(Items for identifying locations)
··········
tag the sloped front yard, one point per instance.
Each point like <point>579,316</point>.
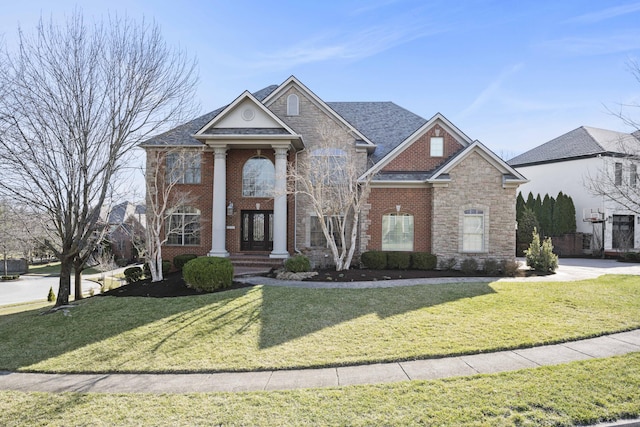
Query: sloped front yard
<point>266,327</point>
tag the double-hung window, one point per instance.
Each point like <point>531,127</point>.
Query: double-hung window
<point>473,231</point>
<point>184,226</point>
<point>397,232</point>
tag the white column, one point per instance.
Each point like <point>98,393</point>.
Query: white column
<point>280,205</point>
<point>219,219</point>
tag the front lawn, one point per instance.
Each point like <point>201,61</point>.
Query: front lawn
<point>274,328</point>
<point>579,393</point>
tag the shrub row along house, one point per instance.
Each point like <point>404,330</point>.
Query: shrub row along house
<point>429,187</point>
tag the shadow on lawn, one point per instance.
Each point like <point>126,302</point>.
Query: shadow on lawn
<point>281,314</point>
<point>317,309</point>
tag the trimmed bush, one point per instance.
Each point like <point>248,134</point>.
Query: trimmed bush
<point>297,264</point>
<point>398,260</point>
<point>448,264</point>
<point>423,261</point>
<point>540,257</point>
<point>491,267</point>
<point>208,274</point>
<point>375,260</point>
<point>469,266</point>
<point>510,267</point>
<point>166,268</point>
<point>180,260</point>
<point>133,274</point>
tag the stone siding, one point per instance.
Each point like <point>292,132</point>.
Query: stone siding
<point>475,184</point>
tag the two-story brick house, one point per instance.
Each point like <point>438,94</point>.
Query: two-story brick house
<point>433,188</point>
··········
• PROBLEM DESCRIPTION
Please copy every one of the records above line for line, leaving the pictures out.

• FINAL RESULT
tag the sloped front yard, one point per instance.
Each point like <point>579,316</point>.
Query: sloped front yard
<point>266,327</point>
tag the double-hung window, one point per instance.
Each point like <point>531,127</point>.
Query: double-hung window
<point>473,231</point>
<point>184,226</point>
<point>397,232</point>
tag the white column, one point per instance.
Each point like <point>98,393</point>.
Query: white column
<point>280,205</point>
<point>219,219</point>
tag the front lawn, one point per instance.
Each point like <point>201,61</point>.
Query: front lawn
<point>274,328</point>
<point>579,393</point>
tag the shrub row along house, one point per instance.
Each point like <point>404,330</point>.
Query: shrub row along house
<point>429,187</point>
tag the shadow on lawn, one point per instance.
Each point like <point>126,302</point>.
Query: shadow on lawn
<point>281,314</point>
<point>317,309</point>
tag the trimmed bush, one point per instance.
Each point like <point>248,134</point>.
Query: trimmed bush
<point>297,264</point>
<point>398,260</point>
<point>448,264</point>
<point>423,261</point>
<point>540,257</point>
<point>491,267</point>
<point>208,274</point>
<point>375,260</point>
<point>469,266</point>
<point>510,267</point>
<point>166,268</point>
<point>180,260</point>
<point>133,274</point>
tag the stone siding, one point per instance.
Each point like <point>292,132</point>.
Query: stone siding
<point>475,184</point>
tag the two-story brick house, one point per instance.
Each point like <point>438,94</point>.
Query: two-story brick house
<point>433,188</point>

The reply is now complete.